====== Available data ======

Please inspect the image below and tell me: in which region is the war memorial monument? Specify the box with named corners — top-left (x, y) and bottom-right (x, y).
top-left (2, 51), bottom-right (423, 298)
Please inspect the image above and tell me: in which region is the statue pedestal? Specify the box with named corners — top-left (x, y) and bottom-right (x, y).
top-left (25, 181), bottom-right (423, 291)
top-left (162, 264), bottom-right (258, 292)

======
====== Available data ======

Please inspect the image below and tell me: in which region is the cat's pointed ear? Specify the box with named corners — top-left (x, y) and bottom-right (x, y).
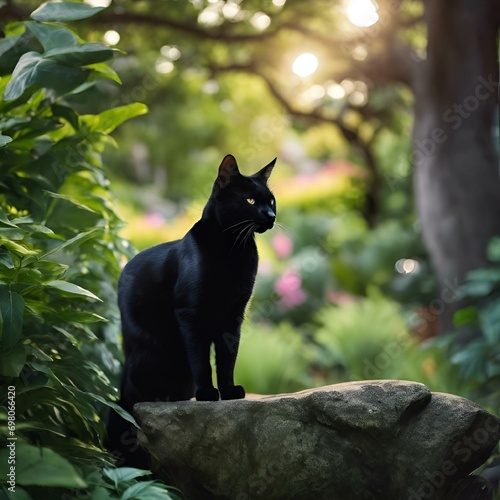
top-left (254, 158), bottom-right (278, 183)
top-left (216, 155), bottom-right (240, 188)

======

▶ [Requirements]: Put the material from the line containing "the war memorial" through the line containing "top-left (162, 264), bottom-right (258, 292)" into a JSON list of strings, one string per line, including both of those lines and skipping any blank lines.

▶ [Complete response]:
[
  "Please inspect the image below and tell me: in which region is the war memorial monument? Specify the box with named corners — top-left (x, y) and bottom-right (x, y).",
  "top-left (2, 51), bottom-right (423, 298)",
  "Please inspect the image above and tell me: in which region is the statue pedestal? Specify the box with named corners — top-left (x, y) and bottom-right (x, y).",
  "top-left (25, 181), bottom-right (423, 291)",
  "top-left (162, 264), bottom-right (258, 292)"
]